§ **REQUIRED WORK**
Give the entries again exactly, without pictures.

Saved entries
= = =

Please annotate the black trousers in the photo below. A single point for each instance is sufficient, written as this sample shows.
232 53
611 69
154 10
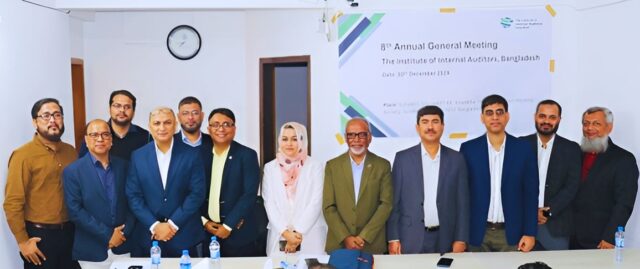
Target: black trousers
56 245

= = =

§ **TASK OUTPUT**
Please annotate the black trousers in the photo below. A single point for each instance is sufficient, written as this sample shows.
232 53
611 69
154 10
Target: black trousers
56 245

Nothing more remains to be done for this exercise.